- **WHAT THIS TASK INVOLVES**
Using the records that follow, reproduce exactly the lines starting at the line containing "# label each instance of the wooden knife" and ending at the line containing "# label each instance of the man's ear". Include both end lines and no pictures.

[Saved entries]
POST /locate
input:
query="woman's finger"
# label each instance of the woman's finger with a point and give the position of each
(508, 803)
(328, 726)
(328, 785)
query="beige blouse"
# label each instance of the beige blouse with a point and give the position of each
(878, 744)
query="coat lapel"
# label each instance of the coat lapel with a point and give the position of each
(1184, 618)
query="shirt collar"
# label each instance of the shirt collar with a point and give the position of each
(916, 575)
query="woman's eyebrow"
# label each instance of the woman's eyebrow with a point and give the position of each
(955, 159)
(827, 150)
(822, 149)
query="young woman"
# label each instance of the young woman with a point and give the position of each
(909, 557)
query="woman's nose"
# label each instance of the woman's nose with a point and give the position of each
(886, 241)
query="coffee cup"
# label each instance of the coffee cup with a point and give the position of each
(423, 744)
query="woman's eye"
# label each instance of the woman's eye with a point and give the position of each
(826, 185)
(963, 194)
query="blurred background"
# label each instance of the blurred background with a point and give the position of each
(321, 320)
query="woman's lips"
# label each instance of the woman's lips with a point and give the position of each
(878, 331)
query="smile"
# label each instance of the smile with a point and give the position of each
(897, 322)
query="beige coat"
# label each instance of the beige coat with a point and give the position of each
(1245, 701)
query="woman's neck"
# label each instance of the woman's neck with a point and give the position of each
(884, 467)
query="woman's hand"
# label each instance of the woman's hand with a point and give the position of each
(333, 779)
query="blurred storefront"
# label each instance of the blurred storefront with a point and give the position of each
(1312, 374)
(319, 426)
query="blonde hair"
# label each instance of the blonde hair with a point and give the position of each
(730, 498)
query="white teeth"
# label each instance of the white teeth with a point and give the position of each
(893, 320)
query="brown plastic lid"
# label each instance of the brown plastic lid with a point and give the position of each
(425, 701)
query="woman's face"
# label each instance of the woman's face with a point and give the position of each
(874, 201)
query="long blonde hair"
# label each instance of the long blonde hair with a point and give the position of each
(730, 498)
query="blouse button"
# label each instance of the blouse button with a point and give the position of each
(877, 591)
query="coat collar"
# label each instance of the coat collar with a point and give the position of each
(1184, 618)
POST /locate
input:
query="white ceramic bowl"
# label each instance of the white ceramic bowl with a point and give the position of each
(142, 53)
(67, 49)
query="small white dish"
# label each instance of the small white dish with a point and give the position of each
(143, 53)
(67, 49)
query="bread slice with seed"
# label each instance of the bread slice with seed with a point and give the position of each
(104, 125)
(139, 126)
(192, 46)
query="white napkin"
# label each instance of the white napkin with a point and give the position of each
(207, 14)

---

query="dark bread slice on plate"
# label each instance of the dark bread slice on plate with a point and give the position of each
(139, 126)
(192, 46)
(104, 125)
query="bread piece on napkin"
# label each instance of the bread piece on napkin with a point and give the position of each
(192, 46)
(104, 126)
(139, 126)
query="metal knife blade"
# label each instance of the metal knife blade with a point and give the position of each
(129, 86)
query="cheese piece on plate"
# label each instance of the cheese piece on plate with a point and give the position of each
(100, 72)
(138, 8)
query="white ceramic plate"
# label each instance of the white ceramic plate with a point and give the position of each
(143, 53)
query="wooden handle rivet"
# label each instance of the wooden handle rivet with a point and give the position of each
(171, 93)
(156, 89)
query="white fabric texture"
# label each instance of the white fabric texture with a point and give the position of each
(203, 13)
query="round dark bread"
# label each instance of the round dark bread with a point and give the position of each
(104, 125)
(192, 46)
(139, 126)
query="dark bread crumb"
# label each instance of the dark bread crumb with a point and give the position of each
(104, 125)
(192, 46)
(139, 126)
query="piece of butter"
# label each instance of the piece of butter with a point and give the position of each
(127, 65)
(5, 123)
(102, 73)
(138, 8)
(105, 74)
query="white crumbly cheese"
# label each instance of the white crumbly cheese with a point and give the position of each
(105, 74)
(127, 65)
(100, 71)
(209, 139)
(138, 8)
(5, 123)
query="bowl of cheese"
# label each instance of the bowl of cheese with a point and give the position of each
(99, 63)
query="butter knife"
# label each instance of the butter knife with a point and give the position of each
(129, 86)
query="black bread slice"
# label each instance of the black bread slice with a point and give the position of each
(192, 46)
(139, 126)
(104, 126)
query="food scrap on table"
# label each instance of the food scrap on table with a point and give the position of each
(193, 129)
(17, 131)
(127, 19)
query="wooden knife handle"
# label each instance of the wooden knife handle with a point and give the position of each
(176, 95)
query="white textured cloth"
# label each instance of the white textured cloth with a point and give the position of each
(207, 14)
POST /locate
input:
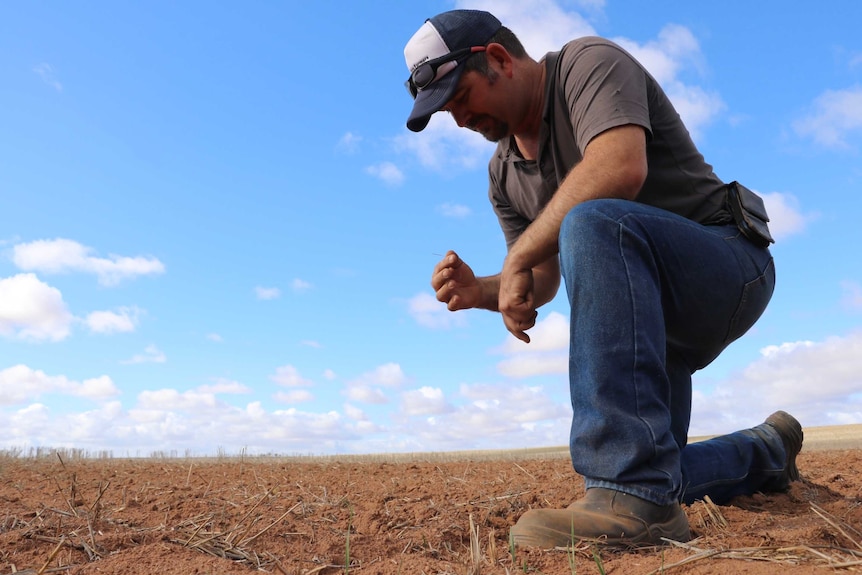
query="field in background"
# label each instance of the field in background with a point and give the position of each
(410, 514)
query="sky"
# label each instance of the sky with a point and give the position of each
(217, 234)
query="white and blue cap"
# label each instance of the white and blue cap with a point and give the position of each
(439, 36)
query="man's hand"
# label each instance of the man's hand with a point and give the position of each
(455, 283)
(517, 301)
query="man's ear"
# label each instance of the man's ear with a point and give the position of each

- **TASK OUTPUT**
# label each instance of the wooden knife handle with a point and give the position of each
(176, 95)
query="white textured cloth"
# label each instance of the white textured cloth with a point and give the position of each
(207, 14)
POST /locate
input:
query="field in background"
# label each instance of the field in background with a point and give the position of each
(410, 514)
query="sky"
# label each instance of the sky with a point and give the position of each
(217, 234)
query="white and blue cap"
# label each instance of the white and blue cap with a point and give the position of each
(439, 36)
query="man's hand"
# label each instance of the man's hand with a point and give the position of each
(455, 283)
(517, 301)
query="man's ear"
# label each instance of the man's ear with a point and give the position of each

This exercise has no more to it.